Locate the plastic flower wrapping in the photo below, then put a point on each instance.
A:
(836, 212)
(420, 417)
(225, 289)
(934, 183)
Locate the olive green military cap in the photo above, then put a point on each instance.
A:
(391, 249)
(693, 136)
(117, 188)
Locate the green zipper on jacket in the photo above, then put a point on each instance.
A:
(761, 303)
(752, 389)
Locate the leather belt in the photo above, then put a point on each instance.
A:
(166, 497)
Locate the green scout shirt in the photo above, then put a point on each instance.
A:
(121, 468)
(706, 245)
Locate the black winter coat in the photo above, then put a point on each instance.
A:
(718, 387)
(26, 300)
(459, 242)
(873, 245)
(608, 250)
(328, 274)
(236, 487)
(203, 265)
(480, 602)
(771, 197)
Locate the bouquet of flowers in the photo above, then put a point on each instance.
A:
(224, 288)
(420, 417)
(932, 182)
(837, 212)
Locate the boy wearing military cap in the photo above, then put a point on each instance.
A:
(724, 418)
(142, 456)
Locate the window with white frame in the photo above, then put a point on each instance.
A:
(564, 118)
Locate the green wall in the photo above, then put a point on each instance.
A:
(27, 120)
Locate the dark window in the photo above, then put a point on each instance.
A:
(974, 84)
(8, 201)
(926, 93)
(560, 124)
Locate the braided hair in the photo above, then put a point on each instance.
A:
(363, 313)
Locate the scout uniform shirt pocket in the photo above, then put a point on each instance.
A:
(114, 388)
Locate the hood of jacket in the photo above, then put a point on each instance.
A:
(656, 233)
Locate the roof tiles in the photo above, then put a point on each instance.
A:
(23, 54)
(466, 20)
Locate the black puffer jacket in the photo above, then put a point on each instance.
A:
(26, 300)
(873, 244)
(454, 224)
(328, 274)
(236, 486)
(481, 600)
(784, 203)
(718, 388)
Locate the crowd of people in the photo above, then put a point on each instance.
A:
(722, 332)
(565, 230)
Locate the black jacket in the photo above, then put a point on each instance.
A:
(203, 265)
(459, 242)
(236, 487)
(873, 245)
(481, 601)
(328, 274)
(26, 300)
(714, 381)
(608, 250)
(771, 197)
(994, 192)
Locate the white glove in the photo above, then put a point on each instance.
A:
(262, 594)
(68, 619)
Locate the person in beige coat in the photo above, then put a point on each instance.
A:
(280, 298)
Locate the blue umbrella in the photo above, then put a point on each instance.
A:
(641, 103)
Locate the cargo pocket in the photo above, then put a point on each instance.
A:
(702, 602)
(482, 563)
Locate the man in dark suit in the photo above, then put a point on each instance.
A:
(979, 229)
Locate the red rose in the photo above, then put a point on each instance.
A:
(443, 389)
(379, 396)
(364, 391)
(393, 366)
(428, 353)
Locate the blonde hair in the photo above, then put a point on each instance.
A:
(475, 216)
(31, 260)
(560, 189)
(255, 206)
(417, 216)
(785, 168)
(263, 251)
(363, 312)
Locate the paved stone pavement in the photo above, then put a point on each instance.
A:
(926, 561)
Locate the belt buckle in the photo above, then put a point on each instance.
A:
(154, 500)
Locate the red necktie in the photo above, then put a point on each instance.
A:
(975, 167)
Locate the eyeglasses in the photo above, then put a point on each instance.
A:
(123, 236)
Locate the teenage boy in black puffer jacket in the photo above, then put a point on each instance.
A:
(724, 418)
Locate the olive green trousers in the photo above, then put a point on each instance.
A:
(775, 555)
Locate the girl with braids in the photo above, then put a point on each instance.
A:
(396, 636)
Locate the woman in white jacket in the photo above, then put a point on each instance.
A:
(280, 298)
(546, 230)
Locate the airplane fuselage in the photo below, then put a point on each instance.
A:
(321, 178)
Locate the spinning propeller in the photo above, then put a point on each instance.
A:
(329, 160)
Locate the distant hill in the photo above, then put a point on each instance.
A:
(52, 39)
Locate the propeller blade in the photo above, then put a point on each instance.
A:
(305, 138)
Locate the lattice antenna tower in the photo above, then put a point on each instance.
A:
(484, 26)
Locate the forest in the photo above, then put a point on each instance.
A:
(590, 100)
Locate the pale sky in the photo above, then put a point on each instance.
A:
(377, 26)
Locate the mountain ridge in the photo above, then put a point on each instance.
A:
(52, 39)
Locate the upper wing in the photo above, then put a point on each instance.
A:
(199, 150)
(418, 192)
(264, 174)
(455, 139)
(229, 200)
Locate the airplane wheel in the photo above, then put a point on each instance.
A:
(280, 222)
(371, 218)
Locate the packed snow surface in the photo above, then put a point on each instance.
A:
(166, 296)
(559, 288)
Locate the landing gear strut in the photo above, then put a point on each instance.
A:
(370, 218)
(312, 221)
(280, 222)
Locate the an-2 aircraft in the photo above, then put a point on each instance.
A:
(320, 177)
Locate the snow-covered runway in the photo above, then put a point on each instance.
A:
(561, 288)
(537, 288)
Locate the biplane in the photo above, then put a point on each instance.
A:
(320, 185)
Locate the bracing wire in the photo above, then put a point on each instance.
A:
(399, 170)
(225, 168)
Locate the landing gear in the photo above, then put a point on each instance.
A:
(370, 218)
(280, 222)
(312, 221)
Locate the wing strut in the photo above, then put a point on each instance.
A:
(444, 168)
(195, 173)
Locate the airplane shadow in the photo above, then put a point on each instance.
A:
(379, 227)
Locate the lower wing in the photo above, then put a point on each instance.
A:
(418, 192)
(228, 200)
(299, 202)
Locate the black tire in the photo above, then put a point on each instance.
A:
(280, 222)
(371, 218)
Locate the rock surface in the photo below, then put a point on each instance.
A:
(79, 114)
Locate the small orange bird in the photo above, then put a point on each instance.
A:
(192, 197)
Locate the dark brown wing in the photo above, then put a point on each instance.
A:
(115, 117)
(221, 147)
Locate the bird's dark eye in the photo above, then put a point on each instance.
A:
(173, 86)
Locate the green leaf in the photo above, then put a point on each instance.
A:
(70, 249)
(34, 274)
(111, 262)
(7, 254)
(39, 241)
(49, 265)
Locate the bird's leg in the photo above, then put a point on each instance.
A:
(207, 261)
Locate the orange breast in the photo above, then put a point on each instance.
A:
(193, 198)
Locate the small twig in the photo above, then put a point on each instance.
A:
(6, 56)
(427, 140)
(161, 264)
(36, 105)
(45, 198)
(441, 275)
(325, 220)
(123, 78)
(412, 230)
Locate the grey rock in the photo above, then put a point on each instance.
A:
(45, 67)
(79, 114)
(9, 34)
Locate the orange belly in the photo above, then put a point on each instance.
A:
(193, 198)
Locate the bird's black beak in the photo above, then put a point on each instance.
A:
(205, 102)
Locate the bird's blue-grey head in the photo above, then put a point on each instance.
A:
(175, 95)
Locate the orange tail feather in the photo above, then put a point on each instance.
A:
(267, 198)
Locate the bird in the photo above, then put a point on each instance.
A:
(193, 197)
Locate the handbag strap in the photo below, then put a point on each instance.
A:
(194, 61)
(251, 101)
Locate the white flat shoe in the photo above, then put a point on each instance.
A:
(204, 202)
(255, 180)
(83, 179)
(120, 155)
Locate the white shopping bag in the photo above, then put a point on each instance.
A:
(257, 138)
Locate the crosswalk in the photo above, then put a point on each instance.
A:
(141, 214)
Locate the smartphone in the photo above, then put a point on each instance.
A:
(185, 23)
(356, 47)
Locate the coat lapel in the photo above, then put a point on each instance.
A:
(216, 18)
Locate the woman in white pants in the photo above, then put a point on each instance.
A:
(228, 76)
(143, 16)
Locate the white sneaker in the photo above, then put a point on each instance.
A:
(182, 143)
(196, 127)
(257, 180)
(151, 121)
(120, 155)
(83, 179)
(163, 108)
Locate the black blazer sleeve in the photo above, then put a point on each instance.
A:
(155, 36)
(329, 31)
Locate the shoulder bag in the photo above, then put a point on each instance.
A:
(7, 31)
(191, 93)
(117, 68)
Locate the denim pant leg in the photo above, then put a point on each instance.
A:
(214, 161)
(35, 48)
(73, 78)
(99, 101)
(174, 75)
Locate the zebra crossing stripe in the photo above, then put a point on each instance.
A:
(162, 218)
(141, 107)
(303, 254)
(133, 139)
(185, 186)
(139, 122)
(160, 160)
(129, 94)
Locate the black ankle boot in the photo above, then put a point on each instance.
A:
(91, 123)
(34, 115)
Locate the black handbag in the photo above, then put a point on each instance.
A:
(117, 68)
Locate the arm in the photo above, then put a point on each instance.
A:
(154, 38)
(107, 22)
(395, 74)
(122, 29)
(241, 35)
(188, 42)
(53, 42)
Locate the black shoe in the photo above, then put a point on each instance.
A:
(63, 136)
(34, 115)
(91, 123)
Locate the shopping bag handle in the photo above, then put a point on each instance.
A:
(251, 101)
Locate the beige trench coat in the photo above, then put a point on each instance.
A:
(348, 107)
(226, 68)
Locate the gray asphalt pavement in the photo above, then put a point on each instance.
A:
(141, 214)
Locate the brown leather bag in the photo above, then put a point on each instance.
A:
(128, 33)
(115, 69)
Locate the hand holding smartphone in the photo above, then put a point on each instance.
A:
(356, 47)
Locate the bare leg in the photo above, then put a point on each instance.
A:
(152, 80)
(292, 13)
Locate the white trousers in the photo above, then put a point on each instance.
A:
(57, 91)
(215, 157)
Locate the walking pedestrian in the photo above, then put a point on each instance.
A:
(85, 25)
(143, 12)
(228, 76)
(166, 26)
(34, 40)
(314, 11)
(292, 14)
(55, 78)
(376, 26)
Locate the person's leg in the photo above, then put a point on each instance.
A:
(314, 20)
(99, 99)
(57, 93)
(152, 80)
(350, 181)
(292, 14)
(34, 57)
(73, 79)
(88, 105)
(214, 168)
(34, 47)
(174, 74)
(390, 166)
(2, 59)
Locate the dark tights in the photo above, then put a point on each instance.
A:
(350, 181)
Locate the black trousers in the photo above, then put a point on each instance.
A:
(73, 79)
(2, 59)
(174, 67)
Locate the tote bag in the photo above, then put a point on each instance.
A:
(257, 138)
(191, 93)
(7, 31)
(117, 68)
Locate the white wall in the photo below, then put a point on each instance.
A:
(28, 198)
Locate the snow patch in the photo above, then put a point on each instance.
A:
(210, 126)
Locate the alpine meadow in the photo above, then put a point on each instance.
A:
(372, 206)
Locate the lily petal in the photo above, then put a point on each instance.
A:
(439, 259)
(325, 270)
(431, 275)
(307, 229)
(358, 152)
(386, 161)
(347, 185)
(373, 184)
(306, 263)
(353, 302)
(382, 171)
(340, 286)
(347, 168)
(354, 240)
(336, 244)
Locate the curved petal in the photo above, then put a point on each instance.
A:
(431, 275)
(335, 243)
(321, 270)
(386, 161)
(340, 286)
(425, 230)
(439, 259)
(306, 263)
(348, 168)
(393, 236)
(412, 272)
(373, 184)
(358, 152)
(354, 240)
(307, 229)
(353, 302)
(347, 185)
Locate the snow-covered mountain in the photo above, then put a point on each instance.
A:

• • • •

_YOUR OBJECTIVE_
Those lines above that contain the string "airplane" should be returned.

_OUTPUT FOR THIS EXERCISE_
Locate the airplane fuselage in the photo below, then put a point on each instance.
Locate the airplane wheel in the photo above, then put a point on each instance.
Locate the airplane shadow in the photo above, then put a point on each instance.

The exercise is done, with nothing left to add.